### CHALLENGE 1:
For the excerpt below on resistance noise at half-filling, decide whether each statement agrees with it. Answer yes or no for each, and quote the deciding words from the excerpt. (a) The noise also appears at zero magnetic field. (b) Sample B has a lower mobility than Sample A. (c) At ν = 11/2, Sample B shows a turnover in R _xx.

### EXTRACT PROVIDED:
************
At first blush the resistance fluctuations resemble charge noise³⁷ frequently encountered in mesoscopic devices, but it is remarkable that we observe this type of noise in such a large, macroscopic sample (4 mm × 4 mm) and it increases substantially as temperature is decreased. Noise has been reported in a low LL filling Wigner crystal state³⁸; however, we believe our study is the first to report noise at half-filling. Importantly, we do not observe this noise at zero magnetic field or in the vicinity of any quantized Hall states; the noise is clearly related to the electronic phase at half-filling. Low-frequency noise following the trend 1/f ^α, including discrete switching noise, has been widely reported in conventional CDW materials³⁹, including NbS₃ ⁴⁰, K_0.3MoO₃ ⁴¹, and TaS₃;⁴² this noise has been explained as being due to the motion of topological defects in the CDW order. We interpret the onset of noise at half-filling at low temperature as additional evidence for CDW ordering and a transition to the smectic phase. Additionally, we note that onset of noise does not exactly coincide with the turnover of R _xx ; this suggests that there is a smooth crossover rather than an abrupt phase transition from nematic to smectic order. The smoothness of this transition could be due to finite disorder (present even in our cleanest sample), or might be inherent to this type of transition in quasi two-dimensional systems.

An alternative mechanism for noise has been proposed in which resistance fluctuations are caused by thermally populated local variations in nematic order⁴³. On its face, our data seem inconsistent with this mechanism since thermally excited fluctuations should decrease as temperature is lowered. On the other hand, an unusual order-by-disorder situation favoring a more disordered state at lower temperature might enable this mechanism to yield noise that increases as the 2DES is cooled; our data do not rule this possibility out entirely.

Impact of disorder

To investigate the effect of disorder on the possible nematic to smectic phase transition, we have repeated the field cooling and noise measurements on a higher disorder sample from a wafer with the same GaAs/aluminium gallium arsenide (AlGaAs) heterostructure design; we refer to this more disordered wafer as Sample B. We quantify the higher disorder of Sample B by its substantially lower mobility μ = 6 × 10⁶ cm² V⁻¹ s⁻¹ and lower ν = 5/2 energy gap Δ_5/2 = 120 mK. The easy axis in Sample B is also oriented along the \(\left\langle {110} \right\rangle \) crystallographic direction. We find that at ν = 9/2, Sample B exhibits a smaller reduction in R _xx from its peak value with decreasing temperature compared to Sample A, and the temperature at which the resistance turnover occurs is lower than in Sample A, as shown in Fig. 5a. The behavior observed in Sample A is dramatically weakened in the more disordered sample. At ν = 11/2, Sample B shows a monotonic increase of R _xx as temperature is lowered and exhibits no turnover at all; this may indicate spin dependence to the strength of the smectic state, since it appears that disorder has destroyed the smectic at 11/2, but only weakened it at 9/2.
************
### CHALLENGE 2:
Show every line of the listing below that contains the word "flower".

### MATERIAL TO PROCESS:
************
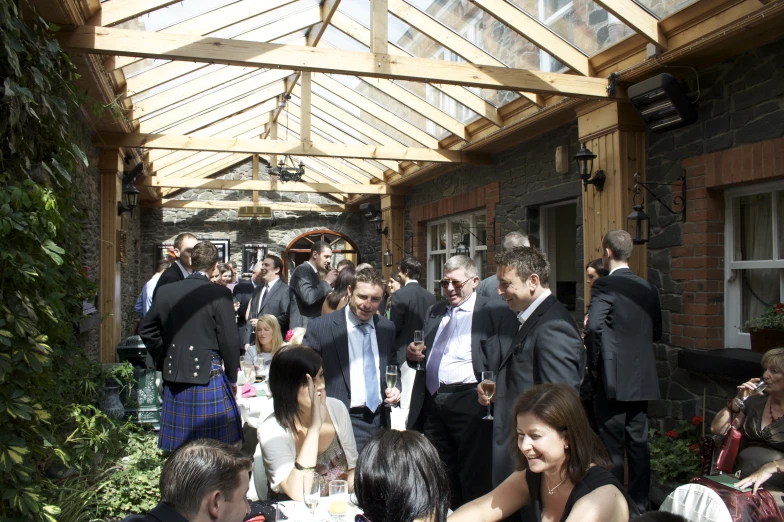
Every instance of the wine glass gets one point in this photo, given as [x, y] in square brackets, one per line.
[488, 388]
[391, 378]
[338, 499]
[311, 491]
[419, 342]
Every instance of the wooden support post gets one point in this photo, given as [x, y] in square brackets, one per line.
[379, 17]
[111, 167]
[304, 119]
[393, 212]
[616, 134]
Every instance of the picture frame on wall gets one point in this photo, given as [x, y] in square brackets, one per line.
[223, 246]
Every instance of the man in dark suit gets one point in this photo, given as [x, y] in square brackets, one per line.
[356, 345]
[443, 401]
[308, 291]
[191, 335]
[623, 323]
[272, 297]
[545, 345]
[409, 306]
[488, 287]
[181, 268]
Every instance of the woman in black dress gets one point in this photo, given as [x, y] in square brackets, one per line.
************
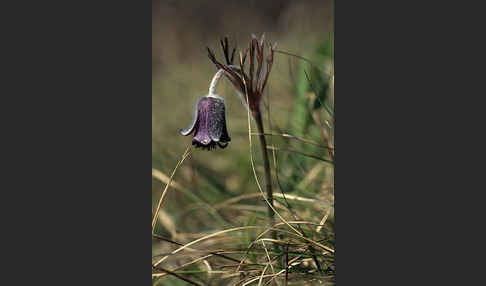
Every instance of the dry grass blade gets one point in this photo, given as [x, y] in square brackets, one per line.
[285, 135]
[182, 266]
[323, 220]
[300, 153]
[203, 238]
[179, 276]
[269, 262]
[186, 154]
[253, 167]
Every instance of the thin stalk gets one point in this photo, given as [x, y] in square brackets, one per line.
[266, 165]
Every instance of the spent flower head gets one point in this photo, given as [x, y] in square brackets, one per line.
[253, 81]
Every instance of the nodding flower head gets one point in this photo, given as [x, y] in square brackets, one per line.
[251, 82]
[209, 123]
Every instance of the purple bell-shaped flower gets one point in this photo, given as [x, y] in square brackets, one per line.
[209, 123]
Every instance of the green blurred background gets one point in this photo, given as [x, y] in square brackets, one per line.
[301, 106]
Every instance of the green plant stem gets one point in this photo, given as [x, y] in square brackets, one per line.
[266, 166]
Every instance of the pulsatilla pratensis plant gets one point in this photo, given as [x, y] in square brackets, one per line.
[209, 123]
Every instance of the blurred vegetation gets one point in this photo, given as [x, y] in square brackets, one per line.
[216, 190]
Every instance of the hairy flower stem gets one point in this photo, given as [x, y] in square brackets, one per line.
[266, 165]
************
### FULL SOLUTION 1:
(a) No: "we do not observe this noise at zero magnetic field"
(b) Yes: "its substantially lower mobility"
(c) No: "exhibits no turnover at all"

### FULL SOLUTION 2:
Every instance of the spent flower head gets one point in this photo, given as [x, y] in square brackets, one per line.
Every instance of the nodding flower head gets one point in this photo, given as [x, y] in square brackets, one per line.
Every instance of the purple bell-shaped flower gets one point in this photo, given as [x, y] in square brackets, one per line.
Every instance of the hairy flower stem gets one point in this photo, given as [x, y] in square brackets, one per line.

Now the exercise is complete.